The CVMExecEnv structure

All java threads in CVM are represented by a CVMExecEnv structure. If you look at the C backtrace for almost any running thread, you will probably see a CVMExecEnv* passed as an argument to just about every function in the backtrace. You can use the CVMExecEnv* to locate information about the thread, such as the java stack being used by the interpreter loop. For example, if your C backtrace is as follows:
#0  CVMgcUnsafeExecuteJavaMethod (ee=0x37d2c0, mb=0x267590, isStatic=0, 
    isVirtual=0) at ../../src/share/javavm/runtime/executejava.c:1636
#1  0xe4b2c in CVMjniInvoke (env=0x37d2e8, obj=0x387810, methodID=0x8bd124, 
    pushArguments=0xe3638 <CVMjniPushArgumentsVararg>, args=0xffbef5b4, 
    info=770, retValue=0x0) at ../../src/share/javavm/runtime/jni_impl.c:2412
#2  0xe727c in CVMjniCallStaticVoidMethod (env=0x37d2e8, clazz=0x387810, 
    methodID=0x8bd124) at ../../src/share/javavm/runtime/jni_impl.c:2587
#3  0x19a644 in ansiJavaMain (argc=3, argv=0xffbef754)
    at ../../src/porting/ansi_c/ansi_java_md.c:223
#4  0x199cc4 in main (argc=3, argv=0xffbef754)
    at ../../src/solaris/bin/java_md.c:16
The ee argument passed to CVMgcUnsafeExecuteJavaMethod() can be used to dump the java stack:
(gdb) call CVMdumpStack(&ee->interpreterStack,0,0,0)
You can also always get the CVMExecEnv* for the current thread by calling CVMgetEE().

Converting between CVMExecEnv* and JNIEnv*

Every CVMExecEnv has a corresponding JNIEnv. You can manually convert between the two, but usually you can avoid having to do this conversion by looking elsewhere on the C stack. For example, if you are in CVMgcUnsafeExecuteJavaMethod() and need a JNIEnv*, going up one or two C frames will usually put you in one of the JNI API's, and you can get the JNIEnv* there.

**Source material**.
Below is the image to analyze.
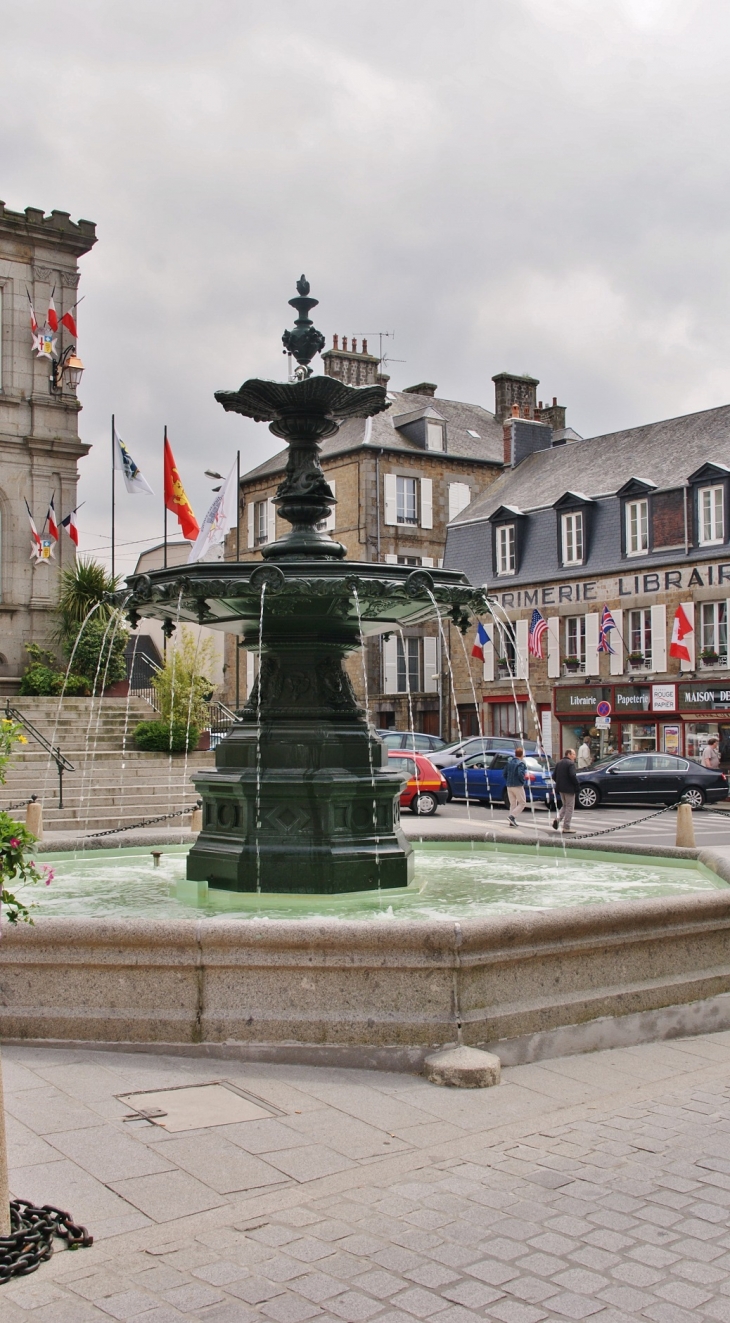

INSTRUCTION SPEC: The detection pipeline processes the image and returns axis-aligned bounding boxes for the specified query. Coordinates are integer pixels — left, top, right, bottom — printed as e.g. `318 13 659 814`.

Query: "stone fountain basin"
0 847 730 1069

**Prompt 1**. List the function named in each frame of the C backtrace in the text on the CVMExecEnv structure, from frame #0 to frame #4.
**Prompt 2**. According to the text on the CVMExecEnv structure, which function can you call to get the CVMExecEnv* for the current thread?
**Prompt 3**. Transcribe the stretch of the text on the CVMExecEnv structure from "at ../../src/porting/ansi_c/ansi_java_md.c:223" through "(gdb) call CVMdumpStack(&ee->interpreterStack,0,0,0)".

**Expected answer 1**.
CVMgcUnsafeExecuteJavaMethod
CVMjniInvoke
CVMjniCallStaticVoidMethod
ansiJavaMain
main

**Expected answer 2**. CVMgetEE()

**Expected answer 3**.
at ../../src/porting/ansi_c/ansi_java_md.c:223
#4  0x199cc4 in main (argc=3, argv=0xffbef754)
    at ../../src/solaris/bin/java_md.c:16
The ee argument passed to CVMgcUnsafeExecuteJavaMethod() can be used to dump the java stack:
(gdb) call CVMdumpStack(&ee->interpreterStack,0,0,0)